## GOAL OF THE EXERCISE
Repeat the data exactly, with every line included.

## RECORDS FOR THE EXERCISE

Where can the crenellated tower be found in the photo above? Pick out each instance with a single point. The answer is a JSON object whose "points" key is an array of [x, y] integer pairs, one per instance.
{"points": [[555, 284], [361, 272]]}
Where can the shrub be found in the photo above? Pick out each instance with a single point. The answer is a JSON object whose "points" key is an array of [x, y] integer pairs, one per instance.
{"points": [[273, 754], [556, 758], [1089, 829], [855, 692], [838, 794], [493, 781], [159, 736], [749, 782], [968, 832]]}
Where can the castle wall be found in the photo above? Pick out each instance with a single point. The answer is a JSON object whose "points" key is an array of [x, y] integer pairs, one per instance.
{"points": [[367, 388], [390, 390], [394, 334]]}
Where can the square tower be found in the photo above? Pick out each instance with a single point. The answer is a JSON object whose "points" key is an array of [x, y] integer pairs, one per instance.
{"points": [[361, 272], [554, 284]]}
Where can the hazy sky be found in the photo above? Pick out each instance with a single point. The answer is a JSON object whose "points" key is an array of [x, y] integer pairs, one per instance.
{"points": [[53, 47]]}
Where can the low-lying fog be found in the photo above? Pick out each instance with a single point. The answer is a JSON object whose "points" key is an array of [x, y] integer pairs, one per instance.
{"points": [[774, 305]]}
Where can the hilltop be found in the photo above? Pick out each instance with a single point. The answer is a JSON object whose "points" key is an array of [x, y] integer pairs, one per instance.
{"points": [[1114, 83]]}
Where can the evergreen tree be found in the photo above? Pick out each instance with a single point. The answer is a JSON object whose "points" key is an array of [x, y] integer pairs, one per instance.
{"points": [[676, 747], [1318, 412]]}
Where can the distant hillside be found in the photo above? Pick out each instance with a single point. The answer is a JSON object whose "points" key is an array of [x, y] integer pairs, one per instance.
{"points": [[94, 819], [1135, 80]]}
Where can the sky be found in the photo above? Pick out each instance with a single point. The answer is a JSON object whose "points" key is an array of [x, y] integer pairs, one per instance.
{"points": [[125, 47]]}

## EXERCISE RESULT
Where can the crenellated tower be found in the photo above? Pick out each instance with a single point. The answer is a JSON object whose "points" key is an array of [x, y] integer pairs, one per instance.
{"points": [[555, 284], [361, 272]]}
Where can the shrub be found in the photo above? Pick out each instance with a single point. The answer is a JSON object whose "points" key is an array of [x, y] integer pairs, one per instance.
{"points": [[273, 754], [556, 758], [1089, 829], [855, 692], [838, 794], [493, 781], [159, 736], [749, 782], [968, 832]]}
Where can the castle wall be found in the photo above? Pick out each instance with a single point. The answer is a JSON object whose "points" key is an array of [x, y] integer pairs, one per instance.
{"points": [[367, 388], [390, 390], [394, 334]]}
Where can the square tower be found in the photo above? Pick out each instance with a single point. The answer is a JSON object whose "points" key is an array of [x, y] integer pairs, one per instance.
{"points": [[361, 272], [554, 284]]}
Where can the hazy sky be found in the photo above? Pick out each instance with a single point. The answer is a JSON object whose "points" key is an array of [x, y] integer pairs, one per instance.
{"points": [[53, 47]]}
Where can the low-lying fog be found in the photo above? Pick out each instance with a single point. The answer is a JSON object whose "points" key is an array of [x, y] integer pairs, one per instance.
{"points": [[774, 305]]}
Where can the hilltop be found in the photo above? Pick out each instance with a single point. The answer is a JSON object whose "points" key is an array of [x, y] integer pairs, one per instance.
{"points": [[1114, 83]]}
Where can the evergreen tree be found in the photo above? Pick out each instance with a single point. The answer is a JSON object whose "points" key is an array of [x, y] integer pairs, one per instance.
{"points": [[676, 747], [1318, 412]]}
Where can the distant hillside be found in the photo above? Pick out each instance with a single point. The answer is a JSON object whose "points" key is an array of [x, y] integer pairs, one per instance.
{"points": [[94, 819], [1135, 80]]}
Where can the sky be found in the photo above? Pick out each instance with a single point. The answer is a JSON object whose "points" key is an array of [x, y] integer pairs, one per instance.
{"points": [[125, 47]]}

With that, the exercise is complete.